▶ [Exercise aim]: Update the records below by replacing every occurrence of "SHOULD" with "MUST", leaving all other text unchanged.
# # # # # # #
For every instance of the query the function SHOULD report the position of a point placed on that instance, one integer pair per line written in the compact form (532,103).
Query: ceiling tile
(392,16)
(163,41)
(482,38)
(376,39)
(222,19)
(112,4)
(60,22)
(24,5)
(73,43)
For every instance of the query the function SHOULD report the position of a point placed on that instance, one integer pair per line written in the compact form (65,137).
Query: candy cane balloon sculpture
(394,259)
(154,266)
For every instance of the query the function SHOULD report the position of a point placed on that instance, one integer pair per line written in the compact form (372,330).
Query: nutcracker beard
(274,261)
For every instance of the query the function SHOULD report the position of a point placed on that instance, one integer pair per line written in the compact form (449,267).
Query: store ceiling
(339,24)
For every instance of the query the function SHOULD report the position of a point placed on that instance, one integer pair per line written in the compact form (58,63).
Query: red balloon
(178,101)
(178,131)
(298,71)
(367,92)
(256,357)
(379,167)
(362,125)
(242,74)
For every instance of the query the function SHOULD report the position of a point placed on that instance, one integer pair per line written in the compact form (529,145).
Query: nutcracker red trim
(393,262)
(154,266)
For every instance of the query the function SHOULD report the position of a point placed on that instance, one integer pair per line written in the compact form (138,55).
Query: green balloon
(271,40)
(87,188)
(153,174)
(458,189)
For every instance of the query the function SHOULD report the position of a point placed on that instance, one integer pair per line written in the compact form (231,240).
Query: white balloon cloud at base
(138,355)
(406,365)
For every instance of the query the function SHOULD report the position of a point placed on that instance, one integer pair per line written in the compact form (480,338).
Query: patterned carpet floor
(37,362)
# # # # # # #
▶ [Problem solution]:
For every instance of the query the function MUST report the position of a point placed on that instance, one integer pair per line written in the compact form (532,103).
Query: ceiling tile
(392,16)
(163,41)
(482,38)
(376,39)
(222,19)
(112,4)
(60,22)
(24,5)
(73,43)
For every instance of the query the function MUST report the position of a point placed on that instance, one integer pair per line written in the compact form (65,137).
Query: candy cane balloon sculpture
(394,259)
(154,266)
For every instance of the query the function MUST report the position of a point placed on that instance, one integer pair per line written in the compact form (372,330).
Query: nutcracker beard
(274,261)
For every instance of the query the function MUST report the position of a point placed on that instance, one integer pair per line written in the compact form (449,267).
Query: store ceiling
(339,24)
For every instance of the query the function MUST report the position of a point placed on that instance, one integer pair per line written in the compact form (58,63).
Query: red balloon
(178,101)
(178,131)
(298,71)
(367,92)
(256,357)
(379,167)
(362,125)
(242,74)
For every instance of the query the function MUST report the position of a point placed on that instance, one integer pair per line written in the compact form (529,145).
Query: nutcracker red trim
(393,262)
(154,266)
For every instance of the query the function MUST report the position of a point placed on that instance, one integer pair per line written in the compact form (138,55).
Query: green balloon
(271,40)
(87,188)
(153,174)
(458,189)
For every instance of the query the function MUST report the position of a point placed on that instance, one integer pair per line written in the compact form (231,240).
Query: white balloon cloud at base
(138,355)
(406,365)
For every instance of the query the function MUST report the position of a point placed on that instance, one integer pair per line written in the compact form (480,338).
Query: patterned carpet floor
(37,362)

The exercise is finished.